■ PROBLEM TO SOLVE:
From the line with "Please identify the snow bank" down to the final line of the material below, quote every line exactly and leave out all lines before it.

######

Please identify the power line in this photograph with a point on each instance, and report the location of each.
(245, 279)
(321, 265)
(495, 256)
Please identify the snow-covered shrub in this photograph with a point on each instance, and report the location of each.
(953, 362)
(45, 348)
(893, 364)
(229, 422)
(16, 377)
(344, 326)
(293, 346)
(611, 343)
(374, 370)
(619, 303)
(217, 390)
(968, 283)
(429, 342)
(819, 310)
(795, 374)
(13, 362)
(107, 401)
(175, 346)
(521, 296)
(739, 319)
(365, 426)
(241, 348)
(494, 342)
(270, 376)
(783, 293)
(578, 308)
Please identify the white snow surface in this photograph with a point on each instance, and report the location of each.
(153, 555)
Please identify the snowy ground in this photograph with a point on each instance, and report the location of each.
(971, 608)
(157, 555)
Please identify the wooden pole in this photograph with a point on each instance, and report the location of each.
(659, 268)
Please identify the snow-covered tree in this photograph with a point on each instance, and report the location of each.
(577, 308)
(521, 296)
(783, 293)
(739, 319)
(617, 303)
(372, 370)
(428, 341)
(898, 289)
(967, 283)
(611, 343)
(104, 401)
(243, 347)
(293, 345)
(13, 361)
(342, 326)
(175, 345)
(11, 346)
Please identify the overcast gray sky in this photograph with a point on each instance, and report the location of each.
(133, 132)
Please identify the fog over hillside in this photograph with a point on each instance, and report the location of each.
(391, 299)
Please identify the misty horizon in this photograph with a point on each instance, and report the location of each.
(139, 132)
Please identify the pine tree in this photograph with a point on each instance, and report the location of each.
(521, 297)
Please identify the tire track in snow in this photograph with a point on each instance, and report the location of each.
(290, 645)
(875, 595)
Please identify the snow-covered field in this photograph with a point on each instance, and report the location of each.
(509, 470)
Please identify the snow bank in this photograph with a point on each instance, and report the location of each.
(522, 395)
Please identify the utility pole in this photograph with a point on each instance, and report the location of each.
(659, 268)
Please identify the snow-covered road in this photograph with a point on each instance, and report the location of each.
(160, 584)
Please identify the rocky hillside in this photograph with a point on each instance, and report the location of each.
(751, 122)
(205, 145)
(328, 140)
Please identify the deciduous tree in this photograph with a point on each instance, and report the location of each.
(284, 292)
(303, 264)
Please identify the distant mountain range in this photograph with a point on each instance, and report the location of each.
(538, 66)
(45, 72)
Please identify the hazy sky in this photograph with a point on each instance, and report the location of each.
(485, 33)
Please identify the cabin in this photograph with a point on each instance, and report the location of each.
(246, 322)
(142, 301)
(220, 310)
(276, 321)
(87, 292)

######

■ ANSWER BELOW:
Please identify the snow bank in this photograph with a point on each instance, and report the location of each.
(522, 395)
Please identify the utility pole in this photograph with a point on each instance, and report the location of each.
(659, 268)
Please identify the snow-covered road in this photograph with a point on each instance, and report the location of each.
(160, 584)
Please identify the rocky hillside in this photograph with a point on each instance, and report the location of each.
(751, 122)
(205, 145)
(328, 140)
Please identify the deciduous tree in this photograph with a point on each instance, and report the location of each.
(284, 292)
(303, 264)
Please identify the distant mountain range in this photograph with a point on each instance, and report the location of each.
(538, 66)
(45, 72)
Please identify the hazy sky in this photograph with a point on each instance, and report the location of each.
(485, 33)
Please identify the cabin in this photograph with a point on each instance, and report the location of each.
(246, 322)
(142, 301)
(220, 310)
(276, 321)
(87, 292)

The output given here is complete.